## TEXT EXTRACT
Topband: 160 Meter Propagation

Larry Molitor w7iuv@earthlink.net
Sun, 07 Jan 2001 04:37:24 +0000


At 06:32 PM 1/6/01 -0800, k6se@juno.com wrote:

>1) Toward JA is mostly over sea water and to EU is mostly over land.
>2) Toward JA totally avoids the auroral zone and to EU the path goes
>through it.

Earl and others,

I'm still having trouble with this.

 From me to JA is about 20% over land. To EU is about over 55% or 60% land. 
Given the propagation stations in other geographical areas have across 
similar land masses, I cannot believe this would account for more than a 
small fraction of the differences I see. Look at the JA to EU path. 95% 
land, and almost 9000 km. Judging by the DX summit spots, it's not a real 
tough path. I just don't see the evidence that backs up the land mass theory.

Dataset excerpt
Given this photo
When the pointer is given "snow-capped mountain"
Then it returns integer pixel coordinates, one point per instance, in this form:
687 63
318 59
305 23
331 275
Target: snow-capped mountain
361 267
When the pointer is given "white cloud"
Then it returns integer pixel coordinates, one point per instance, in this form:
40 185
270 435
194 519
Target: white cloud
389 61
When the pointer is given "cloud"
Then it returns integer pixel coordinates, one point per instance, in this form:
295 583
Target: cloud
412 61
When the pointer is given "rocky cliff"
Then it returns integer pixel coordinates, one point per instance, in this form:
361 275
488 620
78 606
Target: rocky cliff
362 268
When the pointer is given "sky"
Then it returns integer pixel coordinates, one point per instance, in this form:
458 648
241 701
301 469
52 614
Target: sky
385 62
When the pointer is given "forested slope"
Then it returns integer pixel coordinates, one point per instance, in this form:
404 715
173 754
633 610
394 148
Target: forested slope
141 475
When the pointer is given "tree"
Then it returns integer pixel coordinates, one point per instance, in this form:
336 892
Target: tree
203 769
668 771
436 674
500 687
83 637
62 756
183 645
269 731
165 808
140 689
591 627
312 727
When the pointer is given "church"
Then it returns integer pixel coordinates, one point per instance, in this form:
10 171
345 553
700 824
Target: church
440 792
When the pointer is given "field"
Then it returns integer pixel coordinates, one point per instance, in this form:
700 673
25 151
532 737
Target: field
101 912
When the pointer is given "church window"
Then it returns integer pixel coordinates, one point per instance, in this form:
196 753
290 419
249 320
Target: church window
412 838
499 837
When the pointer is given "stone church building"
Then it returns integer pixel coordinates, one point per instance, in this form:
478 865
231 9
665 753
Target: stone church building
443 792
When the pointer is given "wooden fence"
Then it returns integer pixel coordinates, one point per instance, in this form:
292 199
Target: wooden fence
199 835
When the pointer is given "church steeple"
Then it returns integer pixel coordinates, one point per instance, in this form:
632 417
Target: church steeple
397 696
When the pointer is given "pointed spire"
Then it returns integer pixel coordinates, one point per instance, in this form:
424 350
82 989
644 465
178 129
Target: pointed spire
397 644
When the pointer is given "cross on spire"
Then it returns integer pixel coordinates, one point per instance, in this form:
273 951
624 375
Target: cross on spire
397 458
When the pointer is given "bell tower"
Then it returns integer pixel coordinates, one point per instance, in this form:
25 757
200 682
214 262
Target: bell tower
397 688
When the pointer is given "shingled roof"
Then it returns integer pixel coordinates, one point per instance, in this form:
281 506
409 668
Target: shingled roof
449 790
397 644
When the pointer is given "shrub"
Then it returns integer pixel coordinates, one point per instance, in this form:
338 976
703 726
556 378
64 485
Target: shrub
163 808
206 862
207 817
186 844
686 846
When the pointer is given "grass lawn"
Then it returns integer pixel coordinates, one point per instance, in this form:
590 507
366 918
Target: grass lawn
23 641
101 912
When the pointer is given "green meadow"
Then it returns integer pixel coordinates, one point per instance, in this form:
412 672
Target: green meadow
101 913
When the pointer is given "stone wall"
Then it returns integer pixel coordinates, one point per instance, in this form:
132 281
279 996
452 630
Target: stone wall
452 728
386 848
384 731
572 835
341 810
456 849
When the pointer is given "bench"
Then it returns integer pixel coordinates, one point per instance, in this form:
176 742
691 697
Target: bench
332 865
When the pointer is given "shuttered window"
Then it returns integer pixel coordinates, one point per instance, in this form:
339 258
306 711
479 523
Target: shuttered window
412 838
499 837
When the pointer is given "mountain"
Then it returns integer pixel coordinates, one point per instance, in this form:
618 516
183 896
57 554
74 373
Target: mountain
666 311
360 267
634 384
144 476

## EXERCISE INSTRUCTIONS
1: According to the 160 meter propagation post, what share of the JA to EU path is over land, and about how long is it?
2: Please carry the 160 meter propagation post forward from its last sentence, keeping the writer's voice.

## EXPECTED RESPONSES
1: It is 95% land and almost 9000 km long.

2:
The auroral data I use is at:

http://sec.noaa.gov/pmap/pmapN.html

Tonights plot suggests that the path from me to EA is no worse than the 
path from me to JA. Both great circle paths just graze the lowest energy 
level plotted. The path to northern EU is through a high energy area of the 
auroral oval and it's no surprise to me tonight that I can't hear any of 
the posted north and central EU activity. On quiet nights, the oval is 
small enough that my path to EU does not even graze it. These are the times 
that I expect but never see propagation.

The only explanation that I can come up with is that the satellite 
generated charts are not an accurate representation of the area 
dramatically affected by absorption. If the absorption area extends much 
further south than the plots indicate, my path would almost never be out of 
it. I expect that must be the case, but can find no data to back that up. 
Is there a better indicator I could use?

Discussion?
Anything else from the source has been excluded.